◆ Esercizio scritto 1
Secondo il testo sulla società aeroportuale, chi ha tenuto aperta la struttura nel 2005? Elencali tutti.
◆ Esercizio scritto 2
Rispondi in base al testo sulla società aeroportuale:
(a) A quale tribunale è stata presentata l'istanza di fallimento?
(b) Quanto è durata la discussione in Consiglio provinciale di lunedì 6 febbraio?
(c) A quanto ammonta la quota parte della Provincia per ripianare il buco?

Questo fino al 2004, con una girandola di decolli che regolarmente dopo qualche mese si interrompevano per carenza di passeggeri e con una progressiva e precipitosa fuga di quanti incautamente si erano lasciati tentare dal sogno.

Nel 2005 a tenere aperta la struttura per qualche sporadico volo charter sono rimaste l’Amministrazione provinciale, la Regione e la Camera di commercio, a cui, obtorto collo, sono stati associati i Comuni delle "sette sorelle" della Granda. Nel bilancio annuale redatto lo scorso dicembre la società areoportuale ha presentato un conto in rosso di quattro milioni di euro che andavano ad aggiungersi al pesante debito pregresso di quasi 15 milioni.

Con il nuovo anno i soci rimasti si sono ritrovati un’altra volta davanti al dilemma se ripianare il buco di 4 milioni, aggiungendone altri 4 per permetterne la sopravvivenza per un altro anno, oppure abbandonare la partita e accondiscendere all’istanza di fallimento, nel frattempo presentata al Tribunale di Saluzzo da una delle tante ditte che vantano crediti dalla società aeroportuale.

È di questo che s’è discusso per circa tre ore lunedì 6 febbraio in Consiglio provinciale a Cuneo; una discussione travagliata, con insolite e significative assenze di consiglieri, e che si è conclusa con una decisione tanto sibillina da far invidia agli antichi oracoli greci: la Provincia «ritiene di potersi impegnare a sottoscrivere» per la sua quota parte (2,4 milioni di euro) il ripianamento del buco, a patto che lo decidano e lo facciano tutti gli altri soci. Un modo un po’ farsesco di augurarsi che qualche socio abbia il coraggio di tirarsi indietro. Alcuni giorni prima una formula analoga era stata adottata dalla Camera di commercio; il giorno dopo al Consiglio comunale di Cuneo è stato approvato a maggioranza un ordine del giorno che ribadisce lo stesso concetto. Ora la palla è nelle mani degli altri sei Comuni.

Andrà a finire che tutti si esprimeranno nello stesso modo, con la quasi matematica certezza che tra un anno il dilemma si riproporrà negli stessi termini, avendo però buttato in quel pozzo altre risorse, tanto preziose quanto magre?

◆ Voci
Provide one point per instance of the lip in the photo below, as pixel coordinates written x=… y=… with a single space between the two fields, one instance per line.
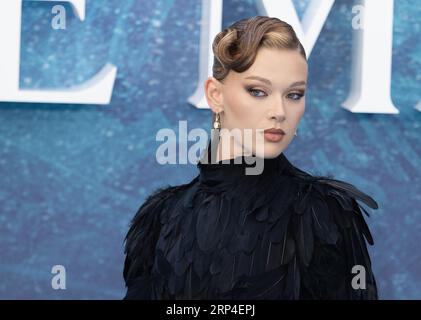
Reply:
x=274 y=135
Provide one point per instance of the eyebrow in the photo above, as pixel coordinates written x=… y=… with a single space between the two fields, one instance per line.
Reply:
x=295 y=84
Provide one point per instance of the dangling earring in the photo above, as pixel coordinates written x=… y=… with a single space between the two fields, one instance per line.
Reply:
x=217 y=121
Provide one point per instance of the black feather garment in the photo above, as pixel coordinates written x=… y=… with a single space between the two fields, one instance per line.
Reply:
x=283 y=234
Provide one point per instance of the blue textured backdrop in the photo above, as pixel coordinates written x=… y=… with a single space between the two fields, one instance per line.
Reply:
x=74 y=175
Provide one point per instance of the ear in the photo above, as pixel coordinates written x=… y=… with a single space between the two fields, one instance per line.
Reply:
x=213 y=92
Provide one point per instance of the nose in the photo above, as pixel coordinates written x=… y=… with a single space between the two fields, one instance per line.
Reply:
x=277 y=111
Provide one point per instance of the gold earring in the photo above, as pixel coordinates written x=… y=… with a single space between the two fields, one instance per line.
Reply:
x=217 y=122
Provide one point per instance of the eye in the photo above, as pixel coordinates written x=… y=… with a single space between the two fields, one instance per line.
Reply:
x=295 y=96
x=252 y=91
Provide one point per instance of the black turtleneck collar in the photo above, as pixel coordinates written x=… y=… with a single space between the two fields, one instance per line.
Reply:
x=225 y=172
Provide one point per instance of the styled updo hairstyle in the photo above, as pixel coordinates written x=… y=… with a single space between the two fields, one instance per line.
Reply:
x=235 y=47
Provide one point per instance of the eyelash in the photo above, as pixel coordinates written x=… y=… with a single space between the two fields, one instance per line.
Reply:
x=300 y=94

◆ Risposta completa 1
- l'Amministrazione provinciale
- la Regione
- la Camera di commercio
- i Comuni delle "sette sorelle" della Granda

◆ Risposta completa 2
(a) Al Tribunale di Saluzzo.
(b) Circa tre ore.
(c) 2,4 milioni di euro.